-- Work to complete --
Put every line of the records below into a numbered list, leaving out the blank lines.
-- START Given entries --
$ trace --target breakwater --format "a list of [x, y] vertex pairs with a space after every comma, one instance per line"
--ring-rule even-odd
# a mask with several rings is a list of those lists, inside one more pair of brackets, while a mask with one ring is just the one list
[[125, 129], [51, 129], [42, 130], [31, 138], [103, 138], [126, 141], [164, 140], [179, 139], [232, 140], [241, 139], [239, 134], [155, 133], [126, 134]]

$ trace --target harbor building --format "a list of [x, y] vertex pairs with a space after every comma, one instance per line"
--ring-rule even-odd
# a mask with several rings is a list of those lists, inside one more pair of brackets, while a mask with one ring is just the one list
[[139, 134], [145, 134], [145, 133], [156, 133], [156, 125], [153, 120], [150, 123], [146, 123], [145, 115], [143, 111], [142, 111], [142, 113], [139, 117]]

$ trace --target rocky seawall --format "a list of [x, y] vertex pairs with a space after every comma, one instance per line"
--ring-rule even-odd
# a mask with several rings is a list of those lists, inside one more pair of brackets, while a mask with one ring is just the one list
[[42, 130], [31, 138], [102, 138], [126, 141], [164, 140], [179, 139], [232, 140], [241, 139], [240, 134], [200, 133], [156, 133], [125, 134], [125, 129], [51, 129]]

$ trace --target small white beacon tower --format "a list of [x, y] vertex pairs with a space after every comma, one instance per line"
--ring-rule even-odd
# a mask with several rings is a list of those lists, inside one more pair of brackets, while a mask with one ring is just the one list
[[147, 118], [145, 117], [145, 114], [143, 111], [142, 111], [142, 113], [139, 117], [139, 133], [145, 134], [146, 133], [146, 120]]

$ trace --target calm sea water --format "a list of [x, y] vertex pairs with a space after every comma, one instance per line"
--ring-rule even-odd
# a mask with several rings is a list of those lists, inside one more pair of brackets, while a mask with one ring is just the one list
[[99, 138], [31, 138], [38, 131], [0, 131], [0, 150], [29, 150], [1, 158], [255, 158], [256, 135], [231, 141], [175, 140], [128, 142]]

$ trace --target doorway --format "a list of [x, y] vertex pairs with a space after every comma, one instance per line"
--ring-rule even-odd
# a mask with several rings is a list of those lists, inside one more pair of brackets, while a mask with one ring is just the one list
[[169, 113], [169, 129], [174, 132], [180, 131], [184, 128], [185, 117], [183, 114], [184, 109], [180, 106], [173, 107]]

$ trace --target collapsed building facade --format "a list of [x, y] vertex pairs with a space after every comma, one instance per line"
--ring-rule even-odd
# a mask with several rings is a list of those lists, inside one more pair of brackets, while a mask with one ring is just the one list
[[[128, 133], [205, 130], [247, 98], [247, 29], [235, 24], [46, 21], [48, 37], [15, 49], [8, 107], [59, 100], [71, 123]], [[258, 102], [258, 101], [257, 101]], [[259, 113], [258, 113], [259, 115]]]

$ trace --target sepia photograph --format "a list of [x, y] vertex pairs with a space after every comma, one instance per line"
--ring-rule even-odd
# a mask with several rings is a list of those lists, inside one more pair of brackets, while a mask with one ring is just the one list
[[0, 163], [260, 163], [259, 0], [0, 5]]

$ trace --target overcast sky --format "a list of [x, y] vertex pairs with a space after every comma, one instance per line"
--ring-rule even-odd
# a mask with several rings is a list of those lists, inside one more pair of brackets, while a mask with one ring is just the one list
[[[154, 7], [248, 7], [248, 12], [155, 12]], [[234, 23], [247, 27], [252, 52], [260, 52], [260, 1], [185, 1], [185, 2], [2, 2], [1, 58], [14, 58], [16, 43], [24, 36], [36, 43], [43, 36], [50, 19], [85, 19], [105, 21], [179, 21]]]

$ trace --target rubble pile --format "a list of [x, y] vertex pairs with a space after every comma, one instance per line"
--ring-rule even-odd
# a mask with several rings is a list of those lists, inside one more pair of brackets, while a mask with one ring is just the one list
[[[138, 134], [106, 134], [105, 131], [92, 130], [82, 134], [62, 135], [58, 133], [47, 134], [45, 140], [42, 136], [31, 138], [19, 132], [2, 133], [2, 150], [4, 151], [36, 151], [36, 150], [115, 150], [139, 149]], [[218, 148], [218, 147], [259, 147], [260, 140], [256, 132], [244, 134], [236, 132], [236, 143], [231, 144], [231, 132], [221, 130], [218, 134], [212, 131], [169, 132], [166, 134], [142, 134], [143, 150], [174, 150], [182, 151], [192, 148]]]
-- END Given entries --
-- The result --
1. $ trace --target breakwater --format "a list of [x, y] vertex pairs with a space after every comma, one instance per line"
2. --ring-rule even-odd
3. # a mask with several rings is a list of those lists, inside one more pair of brackets, while a mask with one ring is just the one list
4. [[125, 129], [51, 129], [42, 130], [31, 138], [103, 138], [126, 141], [164, 140], [179, 139], [232, 140], [241, 139], [239, 134], [155, 133], [126, 134]]
5. $ trace --target harbor building --format "a list of [x, y] vertex pairs with a space after every comma, one instance per line"
6. --ring-rule even-odd
7. # a mask with several rings is a list of those lists, inside one more pair of brackets, while a mask with one ring is just the one list
8. [[139, 134], [145, 134], [145, 133], [156, 133], [156, 125], [153, 120], [150, 123], [146, 123], [145, 115], [143, 111], [142, 111], [142, 113], [139, 117]]
9. $ trace --target rocky seawall --format "a list of [x, y] vertex pairs with a space after every comma, one instance per line"
10. --ring-rule even-odd
11. # a mask with several rings is a list of those lists, inside one more pair of brackets, while a mask with one ring is just the one list
12. [[42, 130], [31, 138], [102, 138], [126, 141], [164, 140], [179, 139], [232, 140], [241, 139], [240, 134], [200, 133], [156, 133], [125, 134], [125, 129], [51, 129]]
13. $ trace --target small white beacon tower --format "a list of [x, y] vertex pairs with a space after every comma, one instance per line"
14. --ring-rule even-odd
15. # a mask with several rings is a list of those lists, inside one more pair of brackets, while a mask with one ring is just the one list
16. [[147, 118], [145, 117], [145, 114], [143, 111], [142, 111], [142, 113], [139, 117], [139, 133], [145, 134], [146, 133], [146, 120]]
17. $ trace --target calm sea water --format "a list of [x, y] vertex pairs with a space after every comma, one instance per line"
18. --ring-rule even-odd
19. # a mask with several rings is a list of those lists, inside one more pair of brackets, while a mask with one ring is just the one list
20. [[99, 138], [31, 138], [38, 131], [0, 131], [0, 150], [29, 150], [1, 158], [255, 158], [256, 135], [231, 141], [175, 140], [128, 142]]
21. $ trace --target doorway --format "a list of [x, y] vertex pairs with a space after every comma, one instance per line"
22. --ring-rule even-odd
23. # a mask with several rings is a list of those lists, inside one more pair of brackets, while a mask with one ring is just the one list
24. [[169, 113], [169, 129], [174, 132], [180, 131], [184, 128], [185, 117], [183, 114], [184, 109], [180, 106], [173, 107]]
25. $ trace --target collapsed building facade --format "a list of [x, y] vertex pairs with a space after every comma, one instance per line"
26. --ring-rule even-odd
27. # a mask with several rings is a list of those lists, inside one more pair of brackets, while a mask with one ring is just the one list
28. [[[128, 133], [205, 130], [247, 98], [247, 29], [235, 24], [46, 21], [48, 37], [15, 49], [8, 107], [59, 100], [71, 123]], [[258, 102], [258, 101], [257, 101]], [[259, 113], [258, 113], [259, 115]]]
29. $ trace --target sepia photograph --format "a list of [x, y] vertex pairs with a space after every comma, one instance per line"
30. --ring-rule even-odd
31. # a mask with several rings is a list of those lists, inside one more pair of brackets, while a mask with one ring is just the one list
32. [[0, 163], [260, 163], [259, 0], [0, 5]]
33. $ trace --target overcast sky --format "a list of [x, y] vertex pairs with a space after every comma, one instance per line"
34. --ring-rule even-odd
35. # a mask with several rings is a list of those lists, inside one more pair of brackets, while a mask with one ring is just the one list
36. [[[154, 7], [248, 7], [248, 12], [155, 12]], [[234, 23], [247, 27], [252, 52], [260, 52], [260, 1], [185, 1], [185, 2], [2, 2], [1, 58], [14, 58], [16, 43], [24, 36], [36, 43], [43, 36], [50, 19], [85, 19], [105, 21], [179, 21]]]
37. $ trace --target rubble pile --format "a list of [x, y] vertex pairs with a space after every comma, one instance per line"
38. --ring-rule even-odd
39. # a mask with several rings is a list of those lists, inside one more pair of brackets, while a mask with one ring is just the one list
40. [[[138, 134], [106, 134], [105, 131], [92, 130], [82, 134], [62, 135], [58, 133], [47, 134], [45, 140], [42, 136], [31, 138], [19, 132], [2, 133], [2, 150], [4, 151], [36, 151], [36, 150], [115, 150], [139, 149]], [[218, 148], [218, 147], [259, 147], [260, 140], [256, 132], [244, 134], [236, 132], [236, 143], [231, 144], [231, 132], [221, 130], [218, 134], [212, 131], [169, 132], [166, 134], [142, 134], [143, 150], [174, 150], [182, 151], [192, 148]]]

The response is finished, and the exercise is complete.